● ЗАДАНИЕ 1
Посчитайте строки списка, в которых встречается слово «silhouetted», с учетом регистра. В ответе дайте только число.
== ФРАГМЕНТ ТЕКСТА
Константайну было 37 лет, когда в свет вышел его первый сборник поэзии, до этого издавались только его филологические труды. Да и публикация его первого сборника была простой удачей. Дело в том, что издатель Нил Астли только что основал компанию «Bloodaxe Books» и искал молодых и талантливых авторов. Он и напечатал тогда Константайна, и выпускал все его последующие поэтические сборники. Всего вышло шесть книг. Именно знакомство с Нилом Астли и начало сотрудничества с его издательством Дэвид Константайн считает переломным моментом в своей литературной карьере.

В 1985 г. в том же издательстве вышел роман Дэвида Константайна «Дэвис» («Davies»), который, несмотря на полученную литературную премию (Southern Arts Literature Prize) не принес автору большого успеха.

Когда Константайну было 50 лет, в свет вышел его первый сборник рассказов «Back at the Spike». Эта книга также не имела всенародного успеха.

Дэвид Константайн так говорит о творческом признании: «Мне было 37, когда вышел мой первый поэтический сборник, и 50, когда напечатали сборник рассказов. Я, разумеется, был очень рад, что меня издают, но я писал на протяжении всего этого времени. Я всегда писал и буду писать несмотря ни на что».
====
== ИСХОДНЫЙ СПИСОК
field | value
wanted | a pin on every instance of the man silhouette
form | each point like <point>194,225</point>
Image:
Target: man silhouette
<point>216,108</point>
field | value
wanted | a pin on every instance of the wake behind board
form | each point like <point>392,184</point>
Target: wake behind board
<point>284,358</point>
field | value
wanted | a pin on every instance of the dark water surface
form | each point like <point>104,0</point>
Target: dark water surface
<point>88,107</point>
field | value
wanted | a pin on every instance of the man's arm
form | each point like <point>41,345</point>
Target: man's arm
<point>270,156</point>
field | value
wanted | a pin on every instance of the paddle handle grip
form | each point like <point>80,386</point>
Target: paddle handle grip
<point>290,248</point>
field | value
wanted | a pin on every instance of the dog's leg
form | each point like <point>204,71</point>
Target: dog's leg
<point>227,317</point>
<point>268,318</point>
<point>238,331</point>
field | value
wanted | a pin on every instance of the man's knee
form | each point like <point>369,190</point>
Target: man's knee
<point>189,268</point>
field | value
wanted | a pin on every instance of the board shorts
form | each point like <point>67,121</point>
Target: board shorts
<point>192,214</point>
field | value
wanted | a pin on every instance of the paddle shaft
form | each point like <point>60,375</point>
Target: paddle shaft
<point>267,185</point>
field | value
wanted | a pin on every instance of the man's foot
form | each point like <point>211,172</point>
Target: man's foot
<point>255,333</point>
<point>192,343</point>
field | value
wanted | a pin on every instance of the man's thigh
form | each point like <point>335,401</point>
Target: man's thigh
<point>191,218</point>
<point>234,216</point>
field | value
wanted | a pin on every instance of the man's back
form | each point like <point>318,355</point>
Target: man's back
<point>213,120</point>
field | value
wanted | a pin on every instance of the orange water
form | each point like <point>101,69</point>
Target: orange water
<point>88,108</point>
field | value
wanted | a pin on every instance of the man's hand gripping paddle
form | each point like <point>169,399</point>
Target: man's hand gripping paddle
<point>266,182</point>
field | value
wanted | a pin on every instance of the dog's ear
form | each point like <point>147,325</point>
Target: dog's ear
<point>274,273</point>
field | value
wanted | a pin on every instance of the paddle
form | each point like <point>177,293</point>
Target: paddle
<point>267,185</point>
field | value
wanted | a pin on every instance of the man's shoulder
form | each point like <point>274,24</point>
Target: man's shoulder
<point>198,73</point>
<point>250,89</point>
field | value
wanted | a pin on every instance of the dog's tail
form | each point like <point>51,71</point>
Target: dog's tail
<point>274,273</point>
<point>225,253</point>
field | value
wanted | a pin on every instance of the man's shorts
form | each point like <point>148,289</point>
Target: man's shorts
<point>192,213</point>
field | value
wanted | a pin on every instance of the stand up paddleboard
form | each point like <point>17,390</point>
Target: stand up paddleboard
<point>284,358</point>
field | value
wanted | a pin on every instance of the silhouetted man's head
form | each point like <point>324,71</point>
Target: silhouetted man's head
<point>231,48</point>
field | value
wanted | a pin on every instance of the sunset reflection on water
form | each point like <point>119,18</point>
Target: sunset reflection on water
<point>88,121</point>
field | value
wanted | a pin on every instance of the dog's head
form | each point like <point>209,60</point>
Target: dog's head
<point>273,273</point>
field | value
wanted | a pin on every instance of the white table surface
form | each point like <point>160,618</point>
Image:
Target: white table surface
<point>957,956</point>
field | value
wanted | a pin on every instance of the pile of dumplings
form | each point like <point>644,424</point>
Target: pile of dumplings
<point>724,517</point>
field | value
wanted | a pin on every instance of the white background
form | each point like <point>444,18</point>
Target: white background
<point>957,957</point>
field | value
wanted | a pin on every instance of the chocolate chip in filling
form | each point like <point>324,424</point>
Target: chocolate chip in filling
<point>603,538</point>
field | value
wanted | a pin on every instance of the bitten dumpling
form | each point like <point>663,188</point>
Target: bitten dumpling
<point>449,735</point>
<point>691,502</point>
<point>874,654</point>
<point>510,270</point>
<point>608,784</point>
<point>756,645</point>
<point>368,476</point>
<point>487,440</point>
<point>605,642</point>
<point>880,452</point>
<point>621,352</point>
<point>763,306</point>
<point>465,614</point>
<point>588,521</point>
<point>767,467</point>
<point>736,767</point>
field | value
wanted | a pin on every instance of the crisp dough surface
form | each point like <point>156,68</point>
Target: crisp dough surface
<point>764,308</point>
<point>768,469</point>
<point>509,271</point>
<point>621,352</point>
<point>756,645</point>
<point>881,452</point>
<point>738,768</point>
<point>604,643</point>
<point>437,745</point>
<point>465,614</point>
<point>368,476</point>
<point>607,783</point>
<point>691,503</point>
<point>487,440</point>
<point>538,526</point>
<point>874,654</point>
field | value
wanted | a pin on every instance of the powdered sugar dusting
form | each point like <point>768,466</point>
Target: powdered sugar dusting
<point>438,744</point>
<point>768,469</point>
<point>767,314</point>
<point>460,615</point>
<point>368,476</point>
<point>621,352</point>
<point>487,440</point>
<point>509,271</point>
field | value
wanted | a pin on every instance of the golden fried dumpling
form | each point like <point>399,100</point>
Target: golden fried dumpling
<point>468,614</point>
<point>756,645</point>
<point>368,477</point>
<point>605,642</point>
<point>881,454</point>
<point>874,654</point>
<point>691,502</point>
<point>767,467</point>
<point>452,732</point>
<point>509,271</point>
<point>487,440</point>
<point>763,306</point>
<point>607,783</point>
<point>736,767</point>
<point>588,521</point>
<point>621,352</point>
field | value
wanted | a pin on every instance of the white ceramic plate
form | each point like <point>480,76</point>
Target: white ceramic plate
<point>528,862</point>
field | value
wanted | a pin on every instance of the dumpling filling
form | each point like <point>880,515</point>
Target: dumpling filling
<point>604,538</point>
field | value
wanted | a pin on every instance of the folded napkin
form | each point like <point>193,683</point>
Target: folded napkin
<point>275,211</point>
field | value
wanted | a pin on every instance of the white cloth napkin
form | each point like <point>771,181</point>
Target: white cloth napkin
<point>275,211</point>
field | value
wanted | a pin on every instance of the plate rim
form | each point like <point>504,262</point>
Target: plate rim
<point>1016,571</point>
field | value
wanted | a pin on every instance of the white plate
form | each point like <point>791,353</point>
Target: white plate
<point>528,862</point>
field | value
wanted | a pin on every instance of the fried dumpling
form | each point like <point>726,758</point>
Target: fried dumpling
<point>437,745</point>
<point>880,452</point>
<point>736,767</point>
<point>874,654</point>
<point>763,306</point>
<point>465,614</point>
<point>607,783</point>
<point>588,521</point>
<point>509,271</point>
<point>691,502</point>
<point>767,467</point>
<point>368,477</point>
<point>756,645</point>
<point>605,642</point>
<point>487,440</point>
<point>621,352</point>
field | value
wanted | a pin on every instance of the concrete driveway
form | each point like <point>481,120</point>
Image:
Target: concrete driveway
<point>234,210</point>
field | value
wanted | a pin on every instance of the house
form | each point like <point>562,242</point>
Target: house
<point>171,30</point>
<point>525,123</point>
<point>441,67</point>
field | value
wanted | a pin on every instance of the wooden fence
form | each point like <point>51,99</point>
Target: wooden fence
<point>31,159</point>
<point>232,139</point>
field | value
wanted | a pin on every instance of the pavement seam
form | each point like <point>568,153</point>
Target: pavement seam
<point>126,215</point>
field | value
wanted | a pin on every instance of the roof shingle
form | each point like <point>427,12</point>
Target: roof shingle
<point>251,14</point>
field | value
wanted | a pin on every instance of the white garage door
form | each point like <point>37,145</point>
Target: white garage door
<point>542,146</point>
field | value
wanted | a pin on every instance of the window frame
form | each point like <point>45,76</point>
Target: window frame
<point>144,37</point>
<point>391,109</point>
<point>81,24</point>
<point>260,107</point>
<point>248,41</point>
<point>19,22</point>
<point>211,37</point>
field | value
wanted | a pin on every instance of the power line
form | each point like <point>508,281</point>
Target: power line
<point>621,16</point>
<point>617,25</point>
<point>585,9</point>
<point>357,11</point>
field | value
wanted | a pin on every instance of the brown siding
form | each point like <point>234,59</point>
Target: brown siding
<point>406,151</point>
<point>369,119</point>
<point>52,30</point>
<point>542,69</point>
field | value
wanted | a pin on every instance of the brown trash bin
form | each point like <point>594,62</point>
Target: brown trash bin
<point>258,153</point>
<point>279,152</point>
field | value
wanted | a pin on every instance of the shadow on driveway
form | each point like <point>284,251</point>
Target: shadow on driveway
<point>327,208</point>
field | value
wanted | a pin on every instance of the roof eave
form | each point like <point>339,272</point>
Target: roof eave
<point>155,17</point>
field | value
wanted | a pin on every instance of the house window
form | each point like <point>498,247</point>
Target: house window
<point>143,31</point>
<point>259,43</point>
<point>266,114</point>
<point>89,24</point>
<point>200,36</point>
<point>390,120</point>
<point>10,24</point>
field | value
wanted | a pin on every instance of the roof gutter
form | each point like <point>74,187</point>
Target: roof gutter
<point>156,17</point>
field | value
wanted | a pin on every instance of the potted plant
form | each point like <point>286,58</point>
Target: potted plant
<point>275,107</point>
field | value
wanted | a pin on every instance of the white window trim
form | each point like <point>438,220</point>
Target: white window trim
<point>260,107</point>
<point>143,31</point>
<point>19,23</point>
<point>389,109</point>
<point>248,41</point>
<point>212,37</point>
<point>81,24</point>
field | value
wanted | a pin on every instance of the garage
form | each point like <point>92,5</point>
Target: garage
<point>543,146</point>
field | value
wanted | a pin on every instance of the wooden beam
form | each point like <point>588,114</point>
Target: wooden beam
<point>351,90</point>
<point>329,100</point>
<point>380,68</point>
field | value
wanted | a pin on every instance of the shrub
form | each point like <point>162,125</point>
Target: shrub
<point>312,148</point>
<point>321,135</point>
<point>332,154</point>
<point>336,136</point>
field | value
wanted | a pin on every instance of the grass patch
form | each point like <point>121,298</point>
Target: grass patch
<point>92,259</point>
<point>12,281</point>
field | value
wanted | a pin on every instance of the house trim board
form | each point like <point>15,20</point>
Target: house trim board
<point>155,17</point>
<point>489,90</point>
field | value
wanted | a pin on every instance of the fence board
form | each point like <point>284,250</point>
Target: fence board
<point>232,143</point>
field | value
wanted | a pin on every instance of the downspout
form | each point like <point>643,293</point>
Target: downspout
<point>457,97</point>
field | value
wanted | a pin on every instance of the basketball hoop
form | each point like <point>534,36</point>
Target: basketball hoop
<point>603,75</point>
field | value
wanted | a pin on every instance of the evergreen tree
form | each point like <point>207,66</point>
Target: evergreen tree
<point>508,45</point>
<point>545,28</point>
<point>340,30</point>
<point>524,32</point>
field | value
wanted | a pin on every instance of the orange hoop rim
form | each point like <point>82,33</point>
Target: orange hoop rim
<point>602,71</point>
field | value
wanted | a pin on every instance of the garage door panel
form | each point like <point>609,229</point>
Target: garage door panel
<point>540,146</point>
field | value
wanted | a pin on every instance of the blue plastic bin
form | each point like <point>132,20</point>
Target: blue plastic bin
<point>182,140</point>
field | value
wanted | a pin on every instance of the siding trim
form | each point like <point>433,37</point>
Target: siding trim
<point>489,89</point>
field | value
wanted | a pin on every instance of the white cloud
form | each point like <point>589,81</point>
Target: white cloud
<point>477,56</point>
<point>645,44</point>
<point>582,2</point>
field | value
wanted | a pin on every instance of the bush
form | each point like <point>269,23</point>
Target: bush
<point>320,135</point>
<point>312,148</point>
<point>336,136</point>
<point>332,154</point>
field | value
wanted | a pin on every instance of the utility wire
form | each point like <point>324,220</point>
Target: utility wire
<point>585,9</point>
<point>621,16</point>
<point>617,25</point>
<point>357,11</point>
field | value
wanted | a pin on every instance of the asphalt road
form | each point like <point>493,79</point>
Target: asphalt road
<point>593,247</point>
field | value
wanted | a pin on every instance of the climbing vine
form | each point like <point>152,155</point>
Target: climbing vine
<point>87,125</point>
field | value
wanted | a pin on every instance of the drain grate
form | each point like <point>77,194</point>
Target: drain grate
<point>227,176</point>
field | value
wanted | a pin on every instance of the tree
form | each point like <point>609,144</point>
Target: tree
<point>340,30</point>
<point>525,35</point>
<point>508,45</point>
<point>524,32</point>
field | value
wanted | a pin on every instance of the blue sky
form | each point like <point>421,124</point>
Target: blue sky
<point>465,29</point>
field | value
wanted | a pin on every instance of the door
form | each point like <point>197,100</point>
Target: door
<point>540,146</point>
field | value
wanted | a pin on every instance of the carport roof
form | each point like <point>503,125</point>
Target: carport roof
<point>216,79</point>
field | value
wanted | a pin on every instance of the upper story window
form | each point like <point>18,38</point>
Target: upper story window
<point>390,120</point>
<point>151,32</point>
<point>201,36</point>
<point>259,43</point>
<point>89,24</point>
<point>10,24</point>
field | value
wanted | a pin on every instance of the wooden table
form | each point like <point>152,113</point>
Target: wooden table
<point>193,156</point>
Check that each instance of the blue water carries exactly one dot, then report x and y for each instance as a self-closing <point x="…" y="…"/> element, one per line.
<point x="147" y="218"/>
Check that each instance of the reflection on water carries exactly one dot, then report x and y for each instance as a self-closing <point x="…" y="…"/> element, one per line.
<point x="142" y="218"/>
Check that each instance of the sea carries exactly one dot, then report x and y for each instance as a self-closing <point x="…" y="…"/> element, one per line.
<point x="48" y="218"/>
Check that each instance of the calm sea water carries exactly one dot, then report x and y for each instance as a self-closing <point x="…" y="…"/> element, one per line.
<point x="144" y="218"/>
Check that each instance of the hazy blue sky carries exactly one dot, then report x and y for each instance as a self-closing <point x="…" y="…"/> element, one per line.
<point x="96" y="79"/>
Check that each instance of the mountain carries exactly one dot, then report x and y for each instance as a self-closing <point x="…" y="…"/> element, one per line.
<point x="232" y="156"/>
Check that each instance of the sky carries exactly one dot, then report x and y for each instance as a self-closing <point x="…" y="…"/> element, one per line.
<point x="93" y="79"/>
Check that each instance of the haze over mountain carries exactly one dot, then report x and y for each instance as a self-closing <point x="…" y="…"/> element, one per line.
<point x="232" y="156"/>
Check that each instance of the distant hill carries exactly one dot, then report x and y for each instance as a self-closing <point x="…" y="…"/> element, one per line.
====
● ЗАДАНИЕ 2
Перепишите без изменений отрывок из текста о Дэвиде Константайне от «Константайну было 37» до «своей литературной карьере.».

● ОТВЕТ 1
2

● ОТВЕТ 2
Константайну было 37 лет, когда в свет вышел его первый сборник поэзии, до этого издавались только его филологические труды. Да и публикация его первого сборника была простой удачей. Дело в том, что издатель Нил Астли только что основал компанию «Bloodaxe Books» и искал молодых и талантливых авторов. Он и напечатал тогда Константайна, и выпускал все его последующие поэтические сборники. Всего вышло шесть книг. Именно знакомство с Нилом Астли и начало сотрудничества с его издательством Дэвид Константайн считает переломным моментом в своей литературной карьере.